## Exercise
Write the material out again, line by line, exactly as it is.

## Provided data
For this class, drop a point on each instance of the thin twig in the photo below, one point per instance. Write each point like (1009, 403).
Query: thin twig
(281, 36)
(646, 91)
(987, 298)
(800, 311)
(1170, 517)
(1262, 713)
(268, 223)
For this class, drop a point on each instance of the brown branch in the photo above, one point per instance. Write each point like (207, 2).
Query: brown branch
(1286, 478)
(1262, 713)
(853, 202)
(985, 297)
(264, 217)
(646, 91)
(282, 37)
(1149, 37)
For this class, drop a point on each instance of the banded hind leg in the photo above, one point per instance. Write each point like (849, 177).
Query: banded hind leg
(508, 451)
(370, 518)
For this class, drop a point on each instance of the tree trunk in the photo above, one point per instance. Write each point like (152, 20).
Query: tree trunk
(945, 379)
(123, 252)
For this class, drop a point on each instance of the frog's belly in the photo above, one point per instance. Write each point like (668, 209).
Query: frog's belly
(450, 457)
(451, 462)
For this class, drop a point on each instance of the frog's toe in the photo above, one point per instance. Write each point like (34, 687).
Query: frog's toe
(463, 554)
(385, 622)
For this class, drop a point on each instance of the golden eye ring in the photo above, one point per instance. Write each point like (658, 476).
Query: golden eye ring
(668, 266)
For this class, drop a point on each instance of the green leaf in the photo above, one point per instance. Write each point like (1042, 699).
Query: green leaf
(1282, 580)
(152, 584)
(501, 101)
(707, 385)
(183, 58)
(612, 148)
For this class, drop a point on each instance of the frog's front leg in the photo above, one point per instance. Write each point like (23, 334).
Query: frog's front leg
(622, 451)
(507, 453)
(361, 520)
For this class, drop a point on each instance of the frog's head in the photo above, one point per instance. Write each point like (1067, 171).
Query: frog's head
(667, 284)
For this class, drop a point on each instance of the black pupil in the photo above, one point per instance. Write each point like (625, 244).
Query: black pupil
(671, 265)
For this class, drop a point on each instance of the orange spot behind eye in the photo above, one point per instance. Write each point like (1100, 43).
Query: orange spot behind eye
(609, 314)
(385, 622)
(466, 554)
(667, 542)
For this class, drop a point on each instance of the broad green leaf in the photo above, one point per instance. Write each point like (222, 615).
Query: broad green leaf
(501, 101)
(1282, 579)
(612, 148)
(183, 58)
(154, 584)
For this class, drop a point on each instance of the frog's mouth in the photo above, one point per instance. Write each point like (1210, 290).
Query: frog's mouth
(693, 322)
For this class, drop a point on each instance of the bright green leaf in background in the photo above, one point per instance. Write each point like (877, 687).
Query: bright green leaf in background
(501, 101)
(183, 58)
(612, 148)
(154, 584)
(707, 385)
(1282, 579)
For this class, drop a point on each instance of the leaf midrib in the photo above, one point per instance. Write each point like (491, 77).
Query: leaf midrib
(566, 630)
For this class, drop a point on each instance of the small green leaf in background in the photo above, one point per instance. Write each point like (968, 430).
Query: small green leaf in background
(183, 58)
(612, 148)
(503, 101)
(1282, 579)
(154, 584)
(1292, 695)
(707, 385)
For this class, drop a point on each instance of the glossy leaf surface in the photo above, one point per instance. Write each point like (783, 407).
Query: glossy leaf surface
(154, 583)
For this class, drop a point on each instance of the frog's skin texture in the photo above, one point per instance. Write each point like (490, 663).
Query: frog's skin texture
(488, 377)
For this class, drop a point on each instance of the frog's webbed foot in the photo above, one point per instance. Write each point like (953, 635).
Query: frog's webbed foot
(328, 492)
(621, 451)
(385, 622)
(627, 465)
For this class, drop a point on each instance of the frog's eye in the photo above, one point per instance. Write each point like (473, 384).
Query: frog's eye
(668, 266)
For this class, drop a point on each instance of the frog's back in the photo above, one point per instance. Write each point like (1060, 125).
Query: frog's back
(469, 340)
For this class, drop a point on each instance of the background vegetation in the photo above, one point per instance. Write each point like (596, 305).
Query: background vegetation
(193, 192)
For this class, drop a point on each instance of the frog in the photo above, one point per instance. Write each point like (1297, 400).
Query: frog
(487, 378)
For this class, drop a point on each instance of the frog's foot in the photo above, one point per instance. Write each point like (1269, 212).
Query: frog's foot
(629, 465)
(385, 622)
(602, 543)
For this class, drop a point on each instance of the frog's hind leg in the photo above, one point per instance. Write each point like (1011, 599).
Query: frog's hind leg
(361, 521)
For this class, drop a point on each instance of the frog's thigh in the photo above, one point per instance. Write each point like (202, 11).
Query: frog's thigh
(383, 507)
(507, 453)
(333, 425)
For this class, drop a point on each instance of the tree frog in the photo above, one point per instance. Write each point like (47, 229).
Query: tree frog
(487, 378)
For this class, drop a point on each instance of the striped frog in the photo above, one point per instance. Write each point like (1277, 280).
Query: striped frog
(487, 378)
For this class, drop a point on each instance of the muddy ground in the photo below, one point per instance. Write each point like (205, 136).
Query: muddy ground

## The completed task
For this class, drop a point on each instance of the thin twig in the photo below, one point per instance. Write each point like (1009, 403).
Query: thin twig
(281, 36)
(646, 91)
(987, 298)
(800, 311)
(1170, 517)
(1262, 713)
(268, 223)
For this class, drop a point on each instance of the brown branch in the photo above, one point per instance. Write each point like (207, 2).
Query: brown branch
(1286, 478)
(1262, 713)
(853, 202)
(985, 297)
(264, 217)
(646, 91)
(282, 37)
(1149, 37)
For this class, drop a point on each instance of the banded hind leg in the photo above, one point per instance. Write each point like (849, 177).
Query: banded hind leg
(508, 451)
(370, 518)
For this class, drop a point on each instance of the tree trunk in the photo above, one point per instance. Write each point like (152, 20).
Query: tree trunk
(945, 379)
(123, 252)
For this class, drop a point on each instance of the frog's belly in the photo above, one point per instance. Write each point like (668, 209).
Query: frog's belly
(450, 457)
(451, 462)
For this class, drop a point on each instance of the frog's toe in the photo above, one point per instance. Write each point like (34, 687).
Query: frog's toe
(463, 554)
(385, 622)
For this class, drop a point on each instance of the golden eye ring in the photo above, one point per instance. Write each point like (658, 476).
Query: golden eye ring
(668, 266)
For this class, drop a point on each instance of the green leaf in the photo above, one point per instance. Write each point like (1042, 699).
Query: green leaf
(1282, 580)
(152, 584)
(501, 101)
(707, 385)
(183, 58)
(612, 148)
For this class, drop a point on each instance of the frog's front leg in the photo above, one point per instance. Write each point like (23, 334).
Query: frog's front leg
(622, 451)
(507, 453)
(361, 520)
For this class, drop a point on each instance of the frog's head in the photo above, one point per instance. Write each point like (1067, 171).
Query: frog's head
(667, 284)
For this class, drop a point on each instance of the black pupil in the photo above, one point per instance. Write each point like (625, 244).
Query: black pupil
(671, 265)
For this class, drop a point on each instance of the orange spot behind eye in the photo above, one point per instance. Write each point like (1100, 43).
Query: orange spot behind eye
(609, 314)
(385, 622)
(466, 554)
(667, 542)
For this class, drop a point on each instance of the broad green leaf in the photo above, one point per instance. Write each point like (222, 615).
Query: broad green leaf
(501, 101)
(1282, 579)
(612, 148)
(183, 58)
(154, 584)
For this class, drop a point on each instance of the frog's mouth in the photo above, one point per instance. Write each point like (1210, 290).
Query: frog's mouth
(693, 322)
For this class, drop a point on each instance of the bright green leaf in background in the photo above, one point per instance. Write each point like (877, 687).
Query: bright green leaf in background
(501, 101)
(183, 58)
(612, 148)
(154, 584)
(707, 385)
(1282, 579)
For this class, drop a point on each instance of the leaf midrib in the photo above, one point per instance. Write each point like (491, 77).
Query: leaf midrib
(566, 630)
For this class, drop a point on each instance of the small green leaf in background in the photo above, one point per instance. Write each point like (968, 430).
Query: small green leaf in background
(183, 58)
(612, 148)
(503, 101)
(1282, 579)
(154, 584)
(1292, 695)
(707, 385)
For this class, drop a point on each instance of the glossy leaf surface in the photo above, one point per instance. Write each point like (783, 407).
Query: glossy leaf surface
(154, 583)
For this class, drop a point on each instance of the frog's skin texture in the photo above, one point per instance. Write each point like (490, 663).
Query: frog's skin texture
(488, 377)
For this class, drop a point on each instance of the frog's webbed foot in the photo above, one point per instance. Write each point like (953, 635).
Query: frog's webbed foot
(328, 492)
(621, 451)
(385, 622)
(627, 465)
For this class, drop a point on each instance of the frog's eye in the photo above, one point per instance. Write each point like (473, 384).
Query: frog's eye
(668, 266)
For this class, drop a point on each instance of the frog's back in the photo above, one point per instance. Write each point like (1060, 125).
Query: frog's back
(469, 340)
For this class, drop a point on each instance of the background vegetation in the photo above, one point per instance. Write each point like (596, 305).
Query: background vegetation
(193, 192)
For this class, drop a point on each instance of the frog in the photo above, one point per instance. Write each point like (1297, 400).
Query: frog
(487, 378)
For this class, drop a point on each instance of the frog's foot in the photo above, one point per instance. Write each point like (1269, 212).
Query: frog's foot
(629, 465)
(385, 622)
(602, 543)
For this class, drop a point on each instance of the frog's hind leg in the photo above, one point per instance. Write each point like (1011, 599).
Query: frog's hind leg
(361, 521)
For this class, drop a point on each instance of the frog's thigh in the photo above, one point per instance. Write each point like (202, 11).
Query: frog's thigh
(383, 507)
(507, 453)
(333, 425)
For this class, drop a point on each instance of the tree frog in the photo above, one point per instance. Write each point like (47, 229).
Query: tree frog
(487, 378)
For this class, drop a point on each instance of the striped frog in the photo above, one point per instance. Write each point like (1277, 280).
Query: striped frog
(487, 378)
For this class, drop a point on each instance of the muddy ground in the photo below, one point per instance. Write each point like (205, 136).
Query: muddy ground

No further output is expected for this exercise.